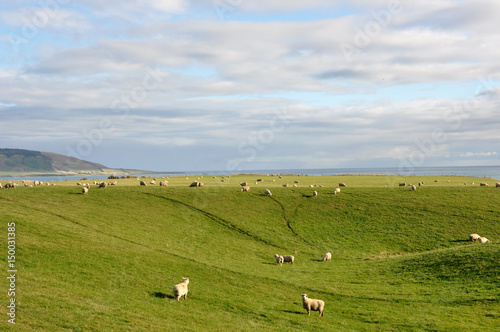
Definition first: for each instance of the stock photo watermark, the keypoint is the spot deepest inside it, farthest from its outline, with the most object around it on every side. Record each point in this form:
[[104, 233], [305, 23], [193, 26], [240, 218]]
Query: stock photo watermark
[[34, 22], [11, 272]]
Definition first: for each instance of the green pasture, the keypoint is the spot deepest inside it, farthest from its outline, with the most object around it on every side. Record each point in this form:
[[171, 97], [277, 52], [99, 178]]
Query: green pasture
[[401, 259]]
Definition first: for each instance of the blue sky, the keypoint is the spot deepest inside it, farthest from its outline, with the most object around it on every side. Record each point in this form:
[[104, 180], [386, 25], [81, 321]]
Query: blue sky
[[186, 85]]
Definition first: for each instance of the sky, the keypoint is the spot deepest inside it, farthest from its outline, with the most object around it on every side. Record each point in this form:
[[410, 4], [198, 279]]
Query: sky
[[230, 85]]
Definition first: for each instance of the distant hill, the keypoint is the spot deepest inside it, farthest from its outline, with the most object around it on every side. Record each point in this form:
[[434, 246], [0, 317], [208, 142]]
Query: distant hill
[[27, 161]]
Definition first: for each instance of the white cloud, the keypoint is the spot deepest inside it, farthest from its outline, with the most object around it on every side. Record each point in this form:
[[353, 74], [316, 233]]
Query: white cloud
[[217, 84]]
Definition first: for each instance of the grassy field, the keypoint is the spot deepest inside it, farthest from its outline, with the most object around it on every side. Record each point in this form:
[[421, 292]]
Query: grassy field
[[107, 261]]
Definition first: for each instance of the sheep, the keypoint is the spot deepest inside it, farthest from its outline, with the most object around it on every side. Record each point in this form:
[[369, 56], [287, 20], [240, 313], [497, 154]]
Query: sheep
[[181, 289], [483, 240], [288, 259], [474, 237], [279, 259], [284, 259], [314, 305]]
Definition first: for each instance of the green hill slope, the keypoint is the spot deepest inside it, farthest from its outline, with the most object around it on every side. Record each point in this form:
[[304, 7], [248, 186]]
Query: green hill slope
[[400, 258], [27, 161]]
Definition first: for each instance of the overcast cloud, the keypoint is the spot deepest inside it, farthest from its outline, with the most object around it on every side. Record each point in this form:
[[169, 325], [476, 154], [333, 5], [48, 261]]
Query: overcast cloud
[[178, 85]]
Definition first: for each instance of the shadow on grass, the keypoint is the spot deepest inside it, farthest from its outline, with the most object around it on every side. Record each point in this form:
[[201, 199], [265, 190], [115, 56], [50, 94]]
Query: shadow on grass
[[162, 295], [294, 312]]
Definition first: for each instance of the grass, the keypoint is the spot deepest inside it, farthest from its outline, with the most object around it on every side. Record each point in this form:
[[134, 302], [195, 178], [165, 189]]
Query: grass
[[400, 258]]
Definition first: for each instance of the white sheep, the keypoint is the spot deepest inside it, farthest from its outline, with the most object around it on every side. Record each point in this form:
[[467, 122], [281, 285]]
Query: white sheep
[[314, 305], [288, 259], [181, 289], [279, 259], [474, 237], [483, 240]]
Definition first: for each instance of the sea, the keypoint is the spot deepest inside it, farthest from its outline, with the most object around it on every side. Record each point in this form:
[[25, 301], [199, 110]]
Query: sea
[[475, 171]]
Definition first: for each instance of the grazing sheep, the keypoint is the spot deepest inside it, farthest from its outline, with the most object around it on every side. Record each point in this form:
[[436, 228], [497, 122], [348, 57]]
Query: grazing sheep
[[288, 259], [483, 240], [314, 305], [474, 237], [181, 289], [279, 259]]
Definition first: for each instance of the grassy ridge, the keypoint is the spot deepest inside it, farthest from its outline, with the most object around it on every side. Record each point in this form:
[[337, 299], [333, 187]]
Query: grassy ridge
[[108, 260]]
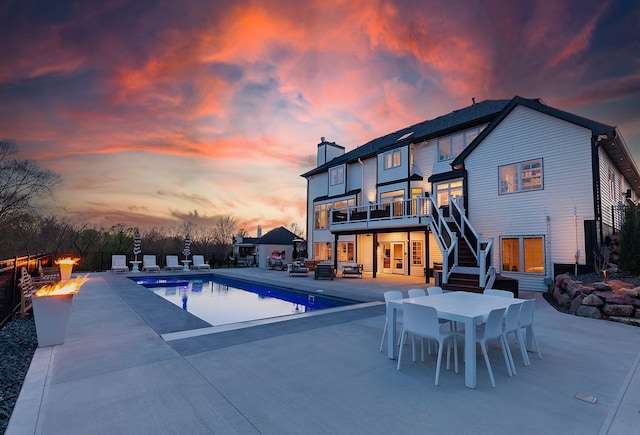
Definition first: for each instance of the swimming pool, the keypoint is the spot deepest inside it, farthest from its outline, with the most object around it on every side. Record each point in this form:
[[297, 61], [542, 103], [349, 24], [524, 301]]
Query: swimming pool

## REQUIRED WORK
Could you arrange the part of the records that opens with the line containing "Definition first: for each instance of the overcast" and closes with the line containing "[[475, 171]]" as a JSON list of strings, one string per line? Include both of those lines and leave out any blank lines.

## RESPONSE TO THIS EXERCISE
[
  "Definition first: for each instance of the overcast cloud, the keypoint is the spot deepest inside it, farthest from its outline, with the most object around it on every side. Record each point in this form:",
  "[[169, 325], [476, 154], [333, 5], [48, 261]]",
  "Query: overcast cloud",
  "[[178, 85]]",
  "Definition first: for each instance of the shadow on grass, the keypoint is the spot deepest inside it, farthest from its outline, with the most object around it on every side. Record each point in this form:",
  "[[201, 199], [265, 190], [115, 56], [50, 94]]",
  "Query: shadow on grass",
  "[[162, 295], [294, 312]]",
  "Definition first: for each instance of the grass, the keypoint is the spot deepest inside it, farthest from its outline, with the most object around it on every side. Record each point in this form:",
  "[[134, 302], [195, 178], [165, 189]]",
  "Query: grass",
  "[[400, 258]]",
  "Definition first: for each instance of the white sheep, the keypoint is the spot deepest inside it, farthest from its outline, with the most object around it on every side. Record each point in this form:",
  "[[467, 122], [281, 285]]",
  "Query: white sheep",
  "[[314, 305], [288, 259], [181, 289], [279, 259], [474, 237], [483, 240]]",
  "Definition first: for each instance of the sea, the keypoint is the spot deepest inside it, farthest from its outline, with the most object around it on every side. Record each point in this form:",
  "[[25, 301], [199, 110]]",
  "Query: sea",
  "[[475, 171]]"
]